-- BEGIN --
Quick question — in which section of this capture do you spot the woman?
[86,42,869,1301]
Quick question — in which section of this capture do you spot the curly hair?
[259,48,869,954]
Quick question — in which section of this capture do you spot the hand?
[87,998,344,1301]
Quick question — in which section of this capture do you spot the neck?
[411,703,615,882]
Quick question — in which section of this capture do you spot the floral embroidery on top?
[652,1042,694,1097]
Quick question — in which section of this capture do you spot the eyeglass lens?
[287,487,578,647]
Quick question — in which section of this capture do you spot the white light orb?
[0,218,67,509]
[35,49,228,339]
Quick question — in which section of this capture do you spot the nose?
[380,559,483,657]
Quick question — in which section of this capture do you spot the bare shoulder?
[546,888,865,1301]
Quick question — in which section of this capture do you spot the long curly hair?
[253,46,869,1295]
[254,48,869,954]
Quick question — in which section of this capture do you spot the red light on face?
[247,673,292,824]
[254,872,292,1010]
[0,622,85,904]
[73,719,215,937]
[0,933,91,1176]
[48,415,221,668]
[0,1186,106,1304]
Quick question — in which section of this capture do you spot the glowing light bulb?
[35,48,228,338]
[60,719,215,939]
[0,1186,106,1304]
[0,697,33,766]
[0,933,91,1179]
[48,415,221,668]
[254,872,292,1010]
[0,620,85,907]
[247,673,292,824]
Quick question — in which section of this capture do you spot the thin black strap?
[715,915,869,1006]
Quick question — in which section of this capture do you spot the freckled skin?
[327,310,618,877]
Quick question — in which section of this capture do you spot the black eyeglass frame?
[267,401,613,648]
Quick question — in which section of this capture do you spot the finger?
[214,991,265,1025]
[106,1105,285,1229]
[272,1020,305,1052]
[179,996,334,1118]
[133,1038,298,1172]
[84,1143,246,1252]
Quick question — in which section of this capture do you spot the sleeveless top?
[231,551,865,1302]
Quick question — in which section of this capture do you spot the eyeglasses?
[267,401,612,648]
-- END --
▶ **Work to complete**
Copy out every line from "thin black strap?" down to "[84,1143,246,1252]", keeping all of them, and add 42 to each coordinate in the boxes.

▶ **Answer to this exercise**
Quick question — in which section of this capture do you spot the thin black strap?
[757,957,911,1048]
Quick question — in which section of this capture do you spot the freckled skin?
[369,352,660,919]
Quick question — in which section of this capture do you spot the black eyeglass frame?
[309,443,655,690]
Quick question — in which section of this capture do you spot the finger?
[256,1033,307,1067]
[148,1147,327,1271]
[314,1062,347,1094]
[221,1038,376,1160]
[175,1080,340,1214]
[126,1185,288,1294]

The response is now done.